Le choc énergétique provoqué par la guerre en Ukraine rappelle avec brutalité l’impérieuse nécessité pour l’Europe d’accélérer sa transition écologique. C’est là une nouveauté: le changement de paradigme auquel les Etats membres doivent désormais se conformer n’est plus seulement lié au changement climatique qu’il faut contenir, mais désormais également à des considérations géopolitiques.
La récente controverse qui a opposé en début d’été les principaux énergéticiens TotalEnergies, EDF et Engie, et le commissaire européen Thierry Breton sur la nécessaire réduction de la consommation d’énergie s’inscrit dans un contexte d’hésitation pour nos décideurs entre boycott du gaz russe et risque d’aggravation de la crise économique et sociale. Comment sortir de ce dilemme sans déstabiliser les sociétés occidentales, au premier rang desquelles figurent les Etats membres de l’Union européenne? A n’en pas douter en étant plus sobre, mais surtout en étant plus efficace dans nos consommations d’énergie.
La seule incitation à la sobriété énergétique ne saurait tenir lieu de politique publique
Certes, manifestant une conscience aiguë de l’enjeu que représente le conflit ukrainien, une majorité de Français, et pas seulement les plus aisés, se disent prêts à accepter une baisse de leur pouvoir d’achat comme contribution à l’effort de guerre selon un récent sondage d’Harris Interactive – Euros/Agency Group. L’autre variable d’ajustement pourrait être dans les usages car jamais l’adage «l’énergie la moins chère est celle que nous ne consommons pas» n’aura été autant d’actualité. La seule incitation à la sobriété énergétique ne saurait toutefois tenir lieu de politique publique. Plus que jamais, il est impératif de tout mettre en œuvre pour aller plus loin dans le soutien aux dispositifs d’efficacité énergétique et ainsi baisser les consommations dans le bâtiment, non seulement des particuliers, mais surtout dans les secteurs non résidentiels (industrie, tertiaire, transport, agriculture), où les gisements d’économies sont considérables. L’adage doit devenir «l’énergie la moins consommatrice et la moins polluante est celle que nous ne consommons pas (inutilement)».
Sortir des politiques «court-termistes»

_MATÉRIEL FOURNI_
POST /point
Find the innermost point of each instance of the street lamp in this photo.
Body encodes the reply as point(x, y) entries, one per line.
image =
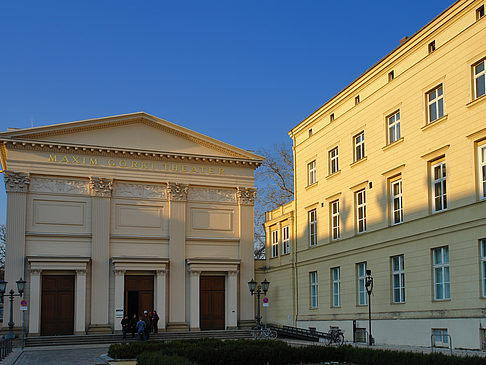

_CONSIGNE_
Dans l'extrait sur la transition énergétique, relevez les secteurs non résidentiels énumérés entre parenthèses.

_RÉPONSE_
industrie, tertiaire, transport, agriculture